> [Problem description]: Duplicate the passage of the remdesivir article from "The research team" to "needs regular gasoline.".

> [Document text]:
The research team previously demonstrated how remdesivir inhibits the COVID-19 virus’s polymerase or replication machinery in a test tube.
Matthias Götte, chair of medical microbiology and immunology in the Faculty of Medicine & Dentistry, likened the polymerase to the engine of the virus. He said the first mechanism the team identified is like putting diesel fuel into an engine that needs regular gasoline.
“You can imagine that if you give it more and more diesel, you will go slower and slower and slower,” he said.
The newly identified mechanism is more like a roadblock, “so if you want to go from A to B with the wrong fuel and terrible road conditions, you either never reach B or you arrive extremely late,” Götte said.
“Remdesivir stops or heavily delays replication of the virus, which in turn reduces propagation and spread.”
Benchmark drug against COVID-19
Götte said it is not common for antiviral drugs to have more than one mechanism of action. The first mechanism his team uncovered affects what is known as the “primer strand” of RNA or the first copy the virus makes of the viral genome as it infects a cell. The second mechanism affects the “template strand” which is repeated over and over as the virus spreads.
Clinical trials of remdesivir in COVID-19 patients are underway around the world, including one run by the U.S. National Institutes of Health which reported preliminary results showing the average recovery time for treated patients was shortened to 11 days compared with 15 days for the placebo group.

> [Referring expression grounding data]:
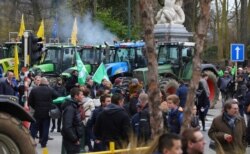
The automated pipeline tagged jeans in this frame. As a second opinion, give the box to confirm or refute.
[31,118,50,147]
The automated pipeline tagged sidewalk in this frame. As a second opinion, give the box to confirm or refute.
[203,103,250,154]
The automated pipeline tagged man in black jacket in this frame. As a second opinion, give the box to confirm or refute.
[94,94,131,149]
[29,77,58,147]
[62,88,84,154]
[0,71,17,96]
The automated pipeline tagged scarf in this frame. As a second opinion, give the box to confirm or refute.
[224,112,236,129]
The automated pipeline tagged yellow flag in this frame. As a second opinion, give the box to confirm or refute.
[18,14,25,37]
[71,18,77,46]
[14,45,19,80]
[36,20,44,40]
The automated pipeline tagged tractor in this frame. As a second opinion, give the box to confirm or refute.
[104,41,147,81]
[0,95,36,154]
[133,42,219,107]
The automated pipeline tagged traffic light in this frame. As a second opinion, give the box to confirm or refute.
[28,33,43,65]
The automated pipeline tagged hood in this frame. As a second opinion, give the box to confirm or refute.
[61,98,79,110]
[104,103,124,114]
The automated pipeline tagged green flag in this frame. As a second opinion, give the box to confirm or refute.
[92,63,109,84]
[76,52,89,85]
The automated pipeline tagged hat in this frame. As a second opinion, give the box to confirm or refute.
[131,78,139,84]
[115,78,122,85]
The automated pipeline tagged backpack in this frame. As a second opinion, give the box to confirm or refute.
[78,105,86,121]
[138,110,151,140]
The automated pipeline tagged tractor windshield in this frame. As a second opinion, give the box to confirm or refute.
[158,46,178,65]
[42,47,76,71]
[110,47,144,63]
[80,48,101,64]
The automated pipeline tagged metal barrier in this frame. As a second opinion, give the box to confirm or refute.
[81,142,149,154]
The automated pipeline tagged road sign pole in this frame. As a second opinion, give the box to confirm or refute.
[235,62,238,91]
[23,32,29,67]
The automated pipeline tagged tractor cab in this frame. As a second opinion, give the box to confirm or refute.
[104,41,147,78]
[78,45,105,74]
[32,43,78,75]
[0,42,24,73]
[158,42,195,80]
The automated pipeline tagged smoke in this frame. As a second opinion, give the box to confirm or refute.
[59,10,116,45]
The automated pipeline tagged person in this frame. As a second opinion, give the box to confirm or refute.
[208,99,247,154]
[176,80,188,108]
[86,76,96,99]
[217,70,233,105]
[94,94,131,149]
[190,105,200,128]
[111,78,124,95]
[245,82,250,145]
[50,77,67,132]
[195,81,209,131]
[159,89,169,132]
[131,93,151,143]
[128,78,143,117]
[167,94,183,134]
[65,70,79,93]
[28,77,58,147]
[234,74,247,117]
[156,133,182,154]
[87,94,111,151]
[200,72,210,118]
[61,87,84,154]
[181,128,206,154]
[0,70,18,96]
[155,0,185,24]
[80,87,95,151]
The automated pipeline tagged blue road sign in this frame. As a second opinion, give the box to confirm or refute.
[231,44,245,62]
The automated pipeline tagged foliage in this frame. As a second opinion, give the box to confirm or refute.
[96,9,140,39]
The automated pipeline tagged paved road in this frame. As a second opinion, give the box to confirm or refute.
[36,101,250,154]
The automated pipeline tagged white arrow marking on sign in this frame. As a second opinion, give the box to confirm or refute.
[235,46,240,59]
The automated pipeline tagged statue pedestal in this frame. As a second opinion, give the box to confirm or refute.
[154,24,193,42]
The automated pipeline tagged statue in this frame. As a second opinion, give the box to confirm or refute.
[155,0,185,24]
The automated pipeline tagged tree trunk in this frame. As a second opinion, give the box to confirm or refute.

> [Answer space]:
The research team previously demonstrated how remdesivir inhibits the COVID-19 virus’s polymerase or replication machinery in a test tube.
Matthias Götte, chair of medical microbiology and immunology in the Faculty of Medicine & Dentistry, likened the polymerase to the engine of the virus. He said the first mechanism the team identified is like putting diesel fuel into an engine that needs regular gasoline.